__Directive__: Render the rows starting at the line containing "Mark metal marker plaque." and ending at the line containing "[333,202,486,667]", both included, as a JSON list of strings with one string per line and blank lines left out.

◆ ◆ ◆ ◆

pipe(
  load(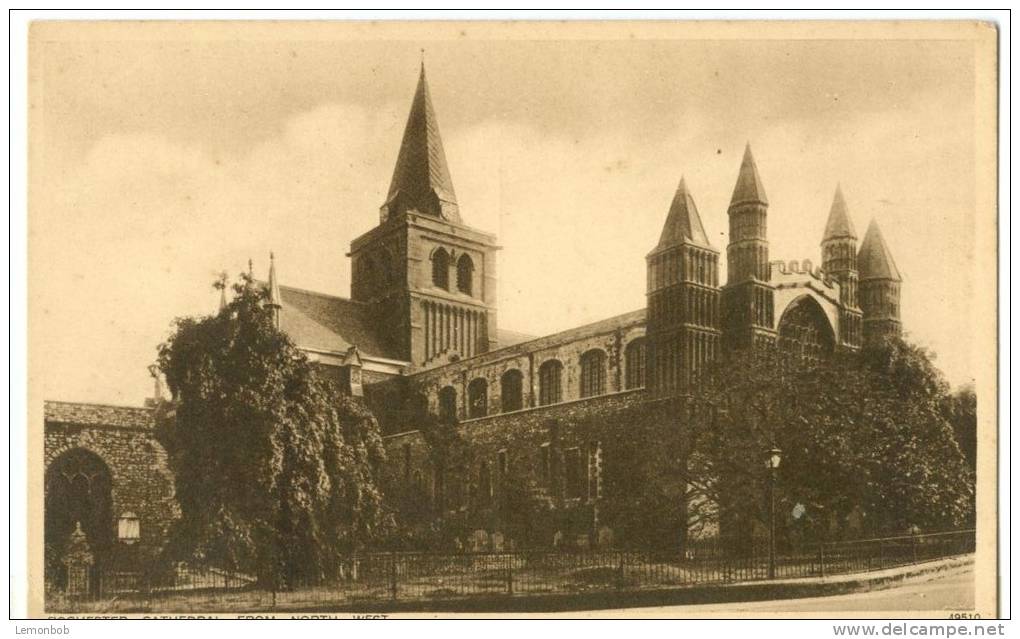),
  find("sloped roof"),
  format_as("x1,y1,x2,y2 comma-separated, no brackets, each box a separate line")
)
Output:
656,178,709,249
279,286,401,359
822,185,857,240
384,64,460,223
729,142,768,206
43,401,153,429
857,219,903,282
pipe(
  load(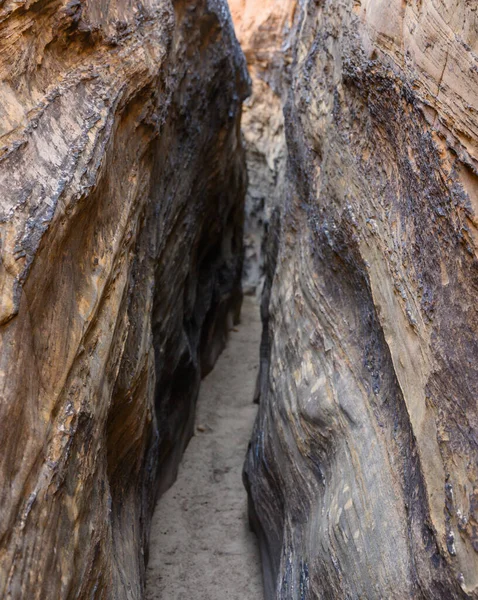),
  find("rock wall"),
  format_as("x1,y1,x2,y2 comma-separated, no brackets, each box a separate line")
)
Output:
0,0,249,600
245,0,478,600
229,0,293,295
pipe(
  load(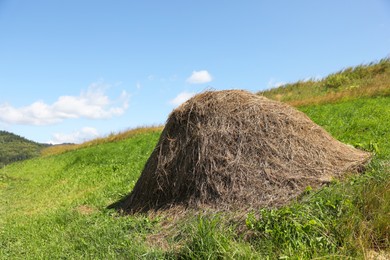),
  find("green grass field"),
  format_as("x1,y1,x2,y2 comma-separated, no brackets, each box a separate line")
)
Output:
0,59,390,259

◆ ◆ ◆ ◆

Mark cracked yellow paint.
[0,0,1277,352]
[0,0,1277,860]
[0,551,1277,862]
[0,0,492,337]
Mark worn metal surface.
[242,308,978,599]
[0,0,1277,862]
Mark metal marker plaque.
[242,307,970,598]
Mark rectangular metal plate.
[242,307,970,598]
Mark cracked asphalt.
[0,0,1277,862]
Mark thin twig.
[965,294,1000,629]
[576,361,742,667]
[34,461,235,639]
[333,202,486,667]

◆ ◆ ◆ ◆

__Exercise output__:
[
  "Mark metal marker plaque.",
  "[242,307,970,598]",
  "Mark rectangular metal plate.",
  "[242,307,970,598]",
  "Mark cracked asphalt.",
  "[0,0,1277,862]",
  "Mark thin twig.",
  "[965,294,1000,629]",
  "[576,361,742,667]",
  "[34,461,235,639]",
  "[333,202,486,667]"
]